Point placement entries:
__________

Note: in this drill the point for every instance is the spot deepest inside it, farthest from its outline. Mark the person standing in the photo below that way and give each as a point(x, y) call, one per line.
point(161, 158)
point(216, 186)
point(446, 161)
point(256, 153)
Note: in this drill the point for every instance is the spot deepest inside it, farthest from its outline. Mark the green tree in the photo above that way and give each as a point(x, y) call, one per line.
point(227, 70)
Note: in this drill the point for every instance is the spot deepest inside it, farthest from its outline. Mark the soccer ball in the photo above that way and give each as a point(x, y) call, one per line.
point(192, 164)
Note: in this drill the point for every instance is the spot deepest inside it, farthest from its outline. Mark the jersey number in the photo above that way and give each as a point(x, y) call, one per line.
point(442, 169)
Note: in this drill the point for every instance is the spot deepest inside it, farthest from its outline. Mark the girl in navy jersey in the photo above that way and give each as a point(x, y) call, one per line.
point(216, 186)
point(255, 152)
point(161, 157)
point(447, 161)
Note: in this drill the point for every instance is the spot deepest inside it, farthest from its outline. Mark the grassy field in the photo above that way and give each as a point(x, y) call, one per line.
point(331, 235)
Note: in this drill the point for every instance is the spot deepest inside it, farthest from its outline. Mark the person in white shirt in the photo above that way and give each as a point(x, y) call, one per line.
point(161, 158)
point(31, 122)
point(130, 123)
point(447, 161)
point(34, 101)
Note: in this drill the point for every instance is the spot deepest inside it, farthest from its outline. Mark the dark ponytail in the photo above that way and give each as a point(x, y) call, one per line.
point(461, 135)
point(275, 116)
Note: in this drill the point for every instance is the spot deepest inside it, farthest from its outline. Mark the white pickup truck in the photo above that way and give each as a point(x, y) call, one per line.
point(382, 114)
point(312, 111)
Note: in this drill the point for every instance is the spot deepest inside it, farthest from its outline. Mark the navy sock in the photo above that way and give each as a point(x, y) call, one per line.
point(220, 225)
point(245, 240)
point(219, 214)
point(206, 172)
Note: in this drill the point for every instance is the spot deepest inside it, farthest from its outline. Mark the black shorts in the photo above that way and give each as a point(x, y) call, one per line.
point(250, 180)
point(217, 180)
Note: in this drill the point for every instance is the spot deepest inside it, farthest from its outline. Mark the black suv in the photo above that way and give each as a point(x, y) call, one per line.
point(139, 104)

__________

Description of the task:
Rewrite every line of the entries from the line with "Mark the green" to the line with "point(206, 172)", both included, changing only the point coordinates in the answers. Multiply each of those coordinates by 0.25 and round to a whole number, with halves rounded up.

Response to this exercise:
Note: in this drill the point for every instance is the spot deepest inside it, farthest from its outline. Mark the green tree in the photo above that way and give each as a point(x, y) call, one per line.
point(57, 18)
Note: in this drill the point for every instance is the spot deepest inside it, farthest from its outline. Mark the soccer ball in the photo above that way and give each as a point(x, y) call, one per line.
point(48, 41)
Note: in this drill the point for every instance is the spot deepest inside it, farthest from its outline. Mark the jersey number in the photo above that way and give each as a point(x, y) call, one per line.
point(111, 42)
Note: in this drill the point for every instance is the spot deepest inside it, farthest from its outline. Mark the girl in navy jersey in the photo above that way and give each as a point(x, y) call, one per line.
point(54, 47)
point(64, 38)
point(40, 39)
point(112, 40)
Note: in this drill the point for every instance is the spot deepest inside it, farthest from its outline. Mark the grassy field in the photo above that way and give each as a point(x, y) call, one per line.
point(83, 59)
Note: in this drill the point for every instance is the spot deepest inside it, farthest from its outline. Mark the person in white shirt in the photo above that way and give each as a point(x, y) call, one per line.
point(40, 40)
point(8, 31)
point(33, 31)
point(112, 40)
point(9, 25)
Note: in this drill the point for every instance is the spot deepest inside it, farthest from its outline. Mark the dark ponytail in the photo above that way and give each as a point(x, y) call, one per line.
point(115, 34)
point(69, 29)
Note: in this drill the point for every instance is the spot deepest inside it, farthest from its outline. Mark the white pickup truck in the photo above that way and give each as a point(x, y) call, one per line.
point(96, 29)
point(78, 28)
Note: in this drill the point for every instance is the spot deepest inside it, farthest from its outline. Mark the navy sock in the photo above that way and give each as a point(x, y) call, one per line.
point(55, 56)
point(61, 60)
point(55, 54)
point(52, 43)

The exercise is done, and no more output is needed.